Work required → Every line below that holds the string "advertising" should be copied out.

Data for review →

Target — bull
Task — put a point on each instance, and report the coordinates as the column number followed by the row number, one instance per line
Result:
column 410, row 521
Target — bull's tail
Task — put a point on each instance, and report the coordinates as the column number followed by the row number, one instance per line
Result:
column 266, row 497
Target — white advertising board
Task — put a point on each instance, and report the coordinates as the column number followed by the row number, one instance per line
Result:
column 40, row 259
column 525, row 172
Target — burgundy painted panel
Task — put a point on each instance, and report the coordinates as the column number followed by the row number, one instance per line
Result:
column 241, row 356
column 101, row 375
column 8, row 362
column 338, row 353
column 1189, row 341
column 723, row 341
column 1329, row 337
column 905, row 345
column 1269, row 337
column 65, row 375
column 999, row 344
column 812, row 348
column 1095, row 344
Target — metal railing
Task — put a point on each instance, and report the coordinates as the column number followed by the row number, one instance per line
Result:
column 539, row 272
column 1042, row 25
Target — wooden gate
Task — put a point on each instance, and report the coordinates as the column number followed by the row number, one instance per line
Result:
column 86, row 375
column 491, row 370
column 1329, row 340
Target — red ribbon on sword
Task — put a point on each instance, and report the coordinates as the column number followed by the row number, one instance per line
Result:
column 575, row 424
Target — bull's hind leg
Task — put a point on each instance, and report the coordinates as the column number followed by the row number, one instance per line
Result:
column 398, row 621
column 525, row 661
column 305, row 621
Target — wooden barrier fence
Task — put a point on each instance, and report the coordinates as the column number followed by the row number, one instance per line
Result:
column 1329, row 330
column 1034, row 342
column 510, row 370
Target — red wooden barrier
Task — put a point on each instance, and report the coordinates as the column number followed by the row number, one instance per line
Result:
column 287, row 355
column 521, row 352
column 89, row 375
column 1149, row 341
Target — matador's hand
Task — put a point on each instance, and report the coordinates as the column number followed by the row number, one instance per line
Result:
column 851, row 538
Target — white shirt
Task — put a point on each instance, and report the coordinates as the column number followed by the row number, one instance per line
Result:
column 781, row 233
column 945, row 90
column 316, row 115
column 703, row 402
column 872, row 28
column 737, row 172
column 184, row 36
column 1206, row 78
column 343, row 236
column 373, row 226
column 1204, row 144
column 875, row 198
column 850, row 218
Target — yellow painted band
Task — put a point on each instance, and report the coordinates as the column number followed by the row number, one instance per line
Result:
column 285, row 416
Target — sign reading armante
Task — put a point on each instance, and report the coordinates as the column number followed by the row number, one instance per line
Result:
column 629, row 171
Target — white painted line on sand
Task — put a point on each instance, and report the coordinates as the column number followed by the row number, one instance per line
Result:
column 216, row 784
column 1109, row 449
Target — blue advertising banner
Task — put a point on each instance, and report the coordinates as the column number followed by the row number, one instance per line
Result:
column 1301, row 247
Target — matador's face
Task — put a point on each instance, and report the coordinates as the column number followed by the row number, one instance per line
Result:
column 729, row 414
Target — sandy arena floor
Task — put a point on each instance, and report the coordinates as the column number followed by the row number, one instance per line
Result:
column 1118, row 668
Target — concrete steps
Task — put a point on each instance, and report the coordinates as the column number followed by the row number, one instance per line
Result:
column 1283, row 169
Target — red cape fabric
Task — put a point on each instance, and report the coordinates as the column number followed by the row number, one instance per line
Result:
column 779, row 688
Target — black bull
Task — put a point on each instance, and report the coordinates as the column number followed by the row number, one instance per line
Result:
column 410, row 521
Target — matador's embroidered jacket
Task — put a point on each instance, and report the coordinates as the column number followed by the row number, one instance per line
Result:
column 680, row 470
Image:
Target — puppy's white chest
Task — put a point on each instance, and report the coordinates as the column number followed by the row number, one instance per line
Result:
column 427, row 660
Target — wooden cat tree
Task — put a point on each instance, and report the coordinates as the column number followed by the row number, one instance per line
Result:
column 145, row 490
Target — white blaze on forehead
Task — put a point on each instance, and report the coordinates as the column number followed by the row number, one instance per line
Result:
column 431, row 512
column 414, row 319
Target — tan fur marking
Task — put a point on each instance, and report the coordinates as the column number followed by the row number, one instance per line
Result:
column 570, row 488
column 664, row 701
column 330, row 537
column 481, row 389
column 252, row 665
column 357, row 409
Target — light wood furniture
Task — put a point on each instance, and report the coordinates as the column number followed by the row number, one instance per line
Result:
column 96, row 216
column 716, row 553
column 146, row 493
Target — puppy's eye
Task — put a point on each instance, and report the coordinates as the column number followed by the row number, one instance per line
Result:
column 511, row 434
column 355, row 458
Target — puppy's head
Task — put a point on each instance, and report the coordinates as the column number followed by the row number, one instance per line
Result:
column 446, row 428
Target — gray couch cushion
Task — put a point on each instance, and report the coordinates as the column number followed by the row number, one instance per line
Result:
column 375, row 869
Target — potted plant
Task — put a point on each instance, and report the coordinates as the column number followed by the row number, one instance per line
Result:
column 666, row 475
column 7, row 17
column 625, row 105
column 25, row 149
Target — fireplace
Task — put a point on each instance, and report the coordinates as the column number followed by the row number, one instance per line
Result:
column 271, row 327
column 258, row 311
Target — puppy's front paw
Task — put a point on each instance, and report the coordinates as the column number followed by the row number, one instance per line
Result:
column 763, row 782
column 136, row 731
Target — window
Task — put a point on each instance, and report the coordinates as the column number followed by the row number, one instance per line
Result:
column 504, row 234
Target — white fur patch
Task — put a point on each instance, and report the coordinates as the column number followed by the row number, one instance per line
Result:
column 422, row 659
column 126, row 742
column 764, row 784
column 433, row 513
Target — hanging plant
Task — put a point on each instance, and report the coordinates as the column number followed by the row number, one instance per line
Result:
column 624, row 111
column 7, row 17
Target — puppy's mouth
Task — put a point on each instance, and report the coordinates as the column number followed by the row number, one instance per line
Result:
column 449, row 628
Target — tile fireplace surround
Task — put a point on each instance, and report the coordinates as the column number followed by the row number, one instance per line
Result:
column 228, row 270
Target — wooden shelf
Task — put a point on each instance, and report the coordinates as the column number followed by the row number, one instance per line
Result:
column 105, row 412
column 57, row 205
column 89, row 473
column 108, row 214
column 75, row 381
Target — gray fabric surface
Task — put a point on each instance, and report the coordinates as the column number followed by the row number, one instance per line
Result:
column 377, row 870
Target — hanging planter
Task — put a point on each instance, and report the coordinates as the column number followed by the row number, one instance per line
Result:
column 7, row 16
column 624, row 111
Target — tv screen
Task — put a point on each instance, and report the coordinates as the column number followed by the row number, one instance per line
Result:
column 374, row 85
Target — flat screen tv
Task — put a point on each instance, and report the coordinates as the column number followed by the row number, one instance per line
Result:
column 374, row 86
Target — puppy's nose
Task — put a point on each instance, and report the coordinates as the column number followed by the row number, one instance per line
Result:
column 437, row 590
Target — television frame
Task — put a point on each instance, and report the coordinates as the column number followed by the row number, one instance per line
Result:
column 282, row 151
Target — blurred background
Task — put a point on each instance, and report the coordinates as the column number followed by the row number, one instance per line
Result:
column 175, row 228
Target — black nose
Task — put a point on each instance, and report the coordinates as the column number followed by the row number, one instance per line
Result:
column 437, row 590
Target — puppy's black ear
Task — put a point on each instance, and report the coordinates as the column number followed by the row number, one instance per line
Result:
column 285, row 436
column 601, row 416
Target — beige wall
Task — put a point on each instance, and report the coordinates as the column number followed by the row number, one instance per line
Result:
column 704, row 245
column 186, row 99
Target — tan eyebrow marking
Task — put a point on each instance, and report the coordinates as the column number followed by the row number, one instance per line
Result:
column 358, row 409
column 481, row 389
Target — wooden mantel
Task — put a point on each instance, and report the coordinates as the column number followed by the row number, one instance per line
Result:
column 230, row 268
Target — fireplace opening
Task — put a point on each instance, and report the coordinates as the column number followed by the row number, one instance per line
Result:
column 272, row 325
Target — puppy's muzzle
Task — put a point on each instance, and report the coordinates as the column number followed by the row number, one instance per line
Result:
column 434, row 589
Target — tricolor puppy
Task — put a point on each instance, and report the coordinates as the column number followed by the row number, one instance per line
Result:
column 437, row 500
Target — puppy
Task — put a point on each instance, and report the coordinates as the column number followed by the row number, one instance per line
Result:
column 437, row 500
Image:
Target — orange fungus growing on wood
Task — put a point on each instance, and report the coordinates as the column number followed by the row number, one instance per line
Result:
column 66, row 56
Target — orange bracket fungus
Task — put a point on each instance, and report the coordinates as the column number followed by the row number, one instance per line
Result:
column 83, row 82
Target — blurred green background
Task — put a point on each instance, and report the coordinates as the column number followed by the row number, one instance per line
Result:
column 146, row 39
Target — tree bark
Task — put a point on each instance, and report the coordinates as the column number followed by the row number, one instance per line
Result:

Exercise answer →
Target — white advertising board
Target — blue advertising banner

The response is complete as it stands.